Task requirements - Rewrite the records below with "somewhere in this frame" changed to "anywhere in this image" everywhere it occurs, keeping everything else the same, and leave out the pictures.

Records for this task -
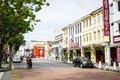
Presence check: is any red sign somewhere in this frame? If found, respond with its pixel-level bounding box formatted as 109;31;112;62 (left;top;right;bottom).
117;47;120;63
103;0;110;36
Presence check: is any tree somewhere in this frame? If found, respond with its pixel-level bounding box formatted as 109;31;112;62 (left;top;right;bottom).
0;0;49;67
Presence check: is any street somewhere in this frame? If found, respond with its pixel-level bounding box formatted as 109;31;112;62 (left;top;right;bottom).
12;59;120;80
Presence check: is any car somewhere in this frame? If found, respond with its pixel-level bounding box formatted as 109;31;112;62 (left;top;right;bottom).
73;57;94;68
12;54;22;63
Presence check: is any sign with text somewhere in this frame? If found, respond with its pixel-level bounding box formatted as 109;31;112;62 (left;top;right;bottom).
103;0;110;36
117;47;120;63
113;35;120;43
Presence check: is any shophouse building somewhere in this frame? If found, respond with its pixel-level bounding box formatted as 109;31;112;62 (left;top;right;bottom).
62;27;69;59
81;7;109;63
109;0;120;64
52;34;63;61
67;20;81;60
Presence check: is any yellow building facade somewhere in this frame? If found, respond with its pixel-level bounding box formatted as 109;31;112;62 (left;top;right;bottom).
81;7;109;63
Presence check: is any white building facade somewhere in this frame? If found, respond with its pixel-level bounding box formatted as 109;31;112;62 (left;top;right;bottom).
109;0;120;64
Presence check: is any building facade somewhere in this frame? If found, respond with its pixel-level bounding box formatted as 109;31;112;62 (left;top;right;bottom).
52;34;63;61
67;20;81;61
109;0;120;64
81;7;109;63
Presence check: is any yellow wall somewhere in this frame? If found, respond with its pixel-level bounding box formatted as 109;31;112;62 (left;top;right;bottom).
81;8;108;46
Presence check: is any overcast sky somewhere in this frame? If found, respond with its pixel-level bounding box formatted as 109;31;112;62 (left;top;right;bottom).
25;0;102;42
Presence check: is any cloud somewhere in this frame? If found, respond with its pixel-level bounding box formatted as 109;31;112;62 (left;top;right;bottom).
25;0;102;41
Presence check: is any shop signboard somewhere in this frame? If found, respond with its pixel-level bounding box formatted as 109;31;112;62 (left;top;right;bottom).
117;47;120;63
103;0;110;36
113;35;120;43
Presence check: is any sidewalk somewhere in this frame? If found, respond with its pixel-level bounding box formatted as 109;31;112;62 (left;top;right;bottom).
94;63;120;72
0;62;10;80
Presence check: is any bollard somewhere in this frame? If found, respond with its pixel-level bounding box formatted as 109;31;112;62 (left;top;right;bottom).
98;61;102;69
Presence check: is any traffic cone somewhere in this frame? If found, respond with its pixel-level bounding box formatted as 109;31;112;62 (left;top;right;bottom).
98;61;102;69
113;62;117;71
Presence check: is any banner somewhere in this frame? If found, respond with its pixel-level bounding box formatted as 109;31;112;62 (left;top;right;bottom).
117;47;120;63
103;0;110;36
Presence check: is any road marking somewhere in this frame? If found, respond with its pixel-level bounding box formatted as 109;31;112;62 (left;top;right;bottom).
0;72;4;80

Exercise answer -
Presence check: is any red sign anywhere in this image? If found, respond with its pixel-level bounding box formatted as 109;31;112;62 (left;top;right;bottom).
117;47;120;63
103;0;110;36
Presence check: is any tree anywhere in this image? If found, respond with its pixel-level bounding box formatted as 109;31;112;62 (left;top;right;bottom).
0;0;49;67
Presence check: is any street anywhere in this image? If found, respond with its pixel-level bounding box formatted as 109;31;112;62 (left;top;right;bottom).
12;59;120;80
Presence check: is any car anywhere in this image? If found, respond with its pixel-level bounding box formatted as 109;31;112;62 (left;top;right;bottom).
73;57;94;68
12;54;22;63
Presence check: is any sign with text anywhere in this image? If found, respond with its pixel-level bounding box formatted as 109;31;112;62 (left;top;right;bottom).
103;0;110;36
117;47;120;63
113;35;120;43
Presence check: is any shophouse building anywhere in this image? If found, respond with its pixel-level bounding box formatted as 109;31;112;62 (left;top;right;bottom).
62;27;69;59
81;7;109;63
109;0;120;64
52;34;63;61
67;20;81;60
Presence check: is any yellow building facade anywhere in this image? If found, respond with its pixel-level bounding box formatted as 109;31;112;62 (left;top;right;bottom).
81;7;109;63
Presence check: is any white building facade anywhere in this image? If found, respond with its pixel-level bounding box formatted as 109;31;112;62 (left;top;right;bottom).
109;0;120;64
Presence check: is any building facade anywhere in this image? If found, respond with its pixel-level bounding box formatted as 109;31;112;62 (left;top;right;bottom).
52;34;63;61
67;20;81;61
109;0;120;64
81;7;109;63
Presence check: is any yellow wall anywhere in this image? If found, respond with its pixel-level bounding box formatted as 109;31;112;62 (left;top;right;bottom).
81;8;108;46
Presence check: is any overcast sky anywhere in this image? If found, respond with its pixel-level bounding box formatted as 109;31;112;62 (left;top;right;bottom).
25;0;102;42
Presence check: is any cloud anywhere in this image? If found, respond with its pixel-level bounding box formatted as 109;31;112;62 (left;top;right;bottom).
25;0;102;41
Presence check: is any shop signboard anywhere in this image? If found, respond with its pixel-level bounding box formatted as 109;31;112;62 (left;top;right;bottom).
117;47;120;63
103;0;110;36
113;35;120;43
Presence check: is any sidewalk anywhere in this image? If found, respond with its pixel-level bounding box formatted as 109;31;112;62 (left;top;right;bottom).
94;63;120;72
0;62;10;80
Presence check: is any bollard anywhere in this image? If found, respond with its pixel-level bounding box formatted as 109;31;112;62 (left;top;right;bottom).
98;61;102;69
Presence check: is any traffic cone anywhere in this image? If found, respond with its pixel-level bounding box formatted as 109;31;112;62 (left;top;right;bottom).
98;61;102;69
113;62;117;71
Presence check: is any banner anywhere in this image? If found, respond with its pixel-level bounding box formatted as 109;31;112;62 (left;top;right;bottom).
117;47;120;63
103;0;110;36
Presence check: is any road marking anywhere in this image? If found, respond with its pixel-level bounding box formatted as 109;31;112;62 (left;top;right;bottom).
0;72;4;80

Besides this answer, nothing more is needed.